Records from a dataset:
--

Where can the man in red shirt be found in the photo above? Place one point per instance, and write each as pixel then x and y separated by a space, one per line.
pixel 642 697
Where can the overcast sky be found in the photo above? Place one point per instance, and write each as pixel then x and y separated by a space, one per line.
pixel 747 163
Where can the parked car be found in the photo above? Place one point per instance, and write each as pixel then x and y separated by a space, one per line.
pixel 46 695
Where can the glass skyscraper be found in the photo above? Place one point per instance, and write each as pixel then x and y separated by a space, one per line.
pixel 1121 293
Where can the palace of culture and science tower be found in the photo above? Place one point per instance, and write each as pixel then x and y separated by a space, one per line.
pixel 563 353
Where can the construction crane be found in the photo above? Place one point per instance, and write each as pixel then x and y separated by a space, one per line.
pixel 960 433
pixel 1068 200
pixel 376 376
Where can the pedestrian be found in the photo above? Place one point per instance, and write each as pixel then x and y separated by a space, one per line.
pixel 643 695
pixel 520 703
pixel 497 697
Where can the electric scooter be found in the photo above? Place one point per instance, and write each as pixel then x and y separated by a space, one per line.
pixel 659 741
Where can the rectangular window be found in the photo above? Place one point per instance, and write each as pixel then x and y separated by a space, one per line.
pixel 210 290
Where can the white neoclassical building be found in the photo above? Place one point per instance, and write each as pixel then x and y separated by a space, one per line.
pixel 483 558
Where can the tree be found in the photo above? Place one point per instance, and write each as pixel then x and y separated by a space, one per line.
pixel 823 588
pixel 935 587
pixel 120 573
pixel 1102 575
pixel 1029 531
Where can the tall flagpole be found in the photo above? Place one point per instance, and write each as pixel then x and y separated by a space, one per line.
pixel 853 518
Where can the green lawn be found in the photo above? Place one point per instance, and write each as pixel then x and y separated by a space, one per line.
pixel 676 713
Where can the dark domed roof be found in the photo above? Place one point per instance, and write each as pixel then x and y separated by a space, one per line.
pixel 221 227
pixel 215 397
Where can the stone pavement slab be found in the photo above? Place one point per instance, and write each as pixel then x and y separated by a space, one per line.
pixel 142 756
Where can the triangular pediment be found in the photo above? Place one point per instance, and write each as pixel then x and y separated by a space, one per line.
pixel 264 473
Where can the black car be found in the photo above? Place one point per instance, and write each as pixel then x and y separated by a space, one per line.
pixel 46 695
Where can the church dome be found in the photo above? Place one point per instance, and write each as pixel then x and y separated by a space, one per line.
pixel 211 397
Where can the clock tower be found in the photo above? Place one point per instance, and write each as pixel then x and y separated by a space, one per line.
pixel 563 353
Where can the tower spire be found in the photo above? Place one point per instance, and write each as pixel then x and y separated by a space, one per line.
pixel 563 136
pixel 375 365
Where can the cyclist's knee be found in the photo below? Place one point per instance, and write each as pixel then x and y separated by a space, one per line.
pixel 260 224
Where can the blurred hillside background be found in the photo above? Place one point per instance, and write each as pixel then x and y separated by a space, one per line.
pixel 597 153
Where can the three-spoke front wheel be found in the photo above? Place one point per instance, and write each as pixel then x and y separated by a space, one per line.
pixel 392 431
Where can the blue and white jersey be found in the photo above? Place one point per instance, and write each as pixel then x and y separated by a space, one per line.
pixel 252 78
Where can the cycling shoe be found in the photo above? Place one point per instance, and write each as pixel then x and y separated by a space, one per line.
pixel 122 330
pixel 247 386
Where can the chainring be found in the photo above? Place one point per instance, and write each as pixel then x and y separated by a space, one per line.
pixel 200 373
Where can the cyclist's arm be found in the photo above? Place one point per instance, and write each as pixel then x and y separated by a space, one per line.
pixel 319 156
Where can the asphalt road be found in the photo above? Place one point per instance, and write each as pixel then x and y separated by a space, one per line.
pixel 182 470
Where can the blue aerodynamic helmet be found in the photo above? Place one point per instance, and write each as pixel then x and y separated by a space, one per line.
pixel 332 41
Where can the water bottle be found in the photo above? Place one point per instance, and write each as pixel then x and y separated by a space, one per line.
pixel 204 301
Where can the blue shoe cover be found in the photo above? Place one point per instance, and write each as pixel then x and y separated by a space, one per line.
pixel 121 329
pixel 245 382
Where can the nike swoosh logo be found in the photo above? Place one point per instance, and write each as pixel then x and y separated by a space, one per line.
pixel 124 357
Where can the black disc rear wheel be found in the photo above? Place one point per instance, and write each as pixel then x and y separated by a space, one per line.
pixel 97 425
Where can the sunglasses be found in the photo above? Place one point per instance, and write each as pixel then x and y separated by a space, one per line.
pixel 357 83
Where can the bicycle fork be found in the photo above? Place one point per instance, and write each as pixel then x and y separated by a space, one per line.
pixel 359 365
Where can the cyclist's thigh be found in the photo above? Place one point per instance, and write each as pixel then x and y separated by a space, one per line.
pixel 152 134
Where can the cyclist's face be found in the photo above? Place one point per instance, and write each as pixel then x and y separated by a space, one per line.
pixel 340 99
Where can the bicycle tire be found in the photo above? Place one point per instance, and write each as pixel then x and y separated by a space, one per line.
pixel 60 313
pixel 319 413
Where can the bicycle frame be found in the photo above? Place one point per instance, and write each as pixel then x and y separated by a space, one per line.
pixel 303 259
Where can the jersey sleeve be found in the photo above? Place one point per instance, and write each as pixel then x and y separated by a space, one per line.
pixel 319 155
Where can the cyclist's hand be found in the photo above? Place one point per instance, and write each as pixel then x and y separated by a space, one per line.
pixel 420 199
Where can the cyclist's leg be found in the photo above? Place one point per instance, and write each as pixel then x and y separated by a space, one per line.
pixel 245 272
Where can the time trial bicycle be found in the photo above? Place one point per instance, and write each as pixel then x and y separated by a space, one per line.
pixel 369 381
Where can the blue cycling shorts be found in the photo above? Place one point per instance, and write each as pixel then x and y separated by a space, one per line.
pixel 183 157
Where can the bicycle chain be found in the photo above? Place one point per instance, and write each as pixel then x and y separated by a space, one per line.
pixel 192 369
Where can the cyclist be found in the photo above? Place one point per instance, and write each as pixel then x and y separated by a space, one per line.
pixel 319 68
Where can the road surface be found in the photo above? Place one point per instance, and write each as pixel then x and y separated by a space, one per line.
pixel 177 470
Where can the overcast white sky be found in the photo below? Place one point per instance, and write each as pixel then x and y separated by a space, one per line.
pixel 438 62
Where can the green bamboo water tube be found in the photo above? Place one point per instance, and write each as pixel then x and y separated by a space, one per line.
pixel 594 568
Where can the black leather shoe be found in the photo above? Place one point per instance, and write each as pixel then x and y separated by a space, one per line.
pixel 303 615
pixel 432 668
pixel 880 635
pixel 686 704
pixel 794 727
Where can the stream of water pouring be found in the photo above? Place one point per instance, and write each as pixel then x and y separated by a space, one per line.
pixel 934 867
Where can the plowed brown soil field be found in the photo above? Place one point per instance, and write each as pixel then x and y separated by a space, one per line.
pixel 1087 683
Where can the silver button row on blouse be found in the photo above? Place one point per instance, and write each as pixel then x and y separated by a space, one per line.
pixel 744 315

--

- [JOB]: Write out the rows unchanged, from the first line of the records down to and including the line that contains "pixel 853 518".

- [TASK ANSWER]:
Where can the man in red shirt be found in the photo above? Place one point per instance, and write each as pixel then x and y separated by a space, one per line.
pixel 642 697
Where can the overcast sky be found in the photo above? Place one point per instance, and write each as pixel then x and y separated by a space, one per line.
pixel 747 163
Where can the parked car be found in the photo above? Place one point per instance, and write each as pixel then x and y separated by a space, one per line.
pixel 46 695
Where can the glass skyscraper be found in the photo above? Place one point per instance, and write each as pixel then x and y separated by a space, one per line.
pixel 1121 293
Where can the palace of culture and science tower be found in the photo above? Place one point per instance, and write each as pixel then x and y separated by a space, one per line.
pixel 563 353
Where can the construction crane be found in the photo above? Place one point per instance, and write each as pixel then x and y separated by a space, one per line.
pixel 960 433
pixel 1068 200
pixel 376 376
Where can the pedestrian be found in the photo above? Place one point per instance, and write each as pixel then x and y separated by a space, one per line.
pixel 643 695
pixel 520 703
pixel 497 697
Where can the electric scooter be found in the photo above? Place one point per instance, and write each as pixel then x and y separated by a space, one per line.
pixel 659 741
Where can the rectangular window be found in the photo above? Place one point per instance, and write each as pixel then x and y separated by a space, one per line.
pixel 210 290
Where can the white neoclassical building be found in the photo above? Place one point per instance, and write each as pixel then x and y separated by a space, one per line.
pixel 483 558
Where can the tree be found in the photo above? Place one point per instance, and write each as pixel then x and y separated by a space, one per line.
pixel 823 588
pixel 935 587
pixel 120 573
pixel 1102 575
pixel 1029 531
Where can the tall flagpole be found in the photo above? Place one point per instance, and write each as pixel then x and y separated by a space, one per line.
pixel 853 518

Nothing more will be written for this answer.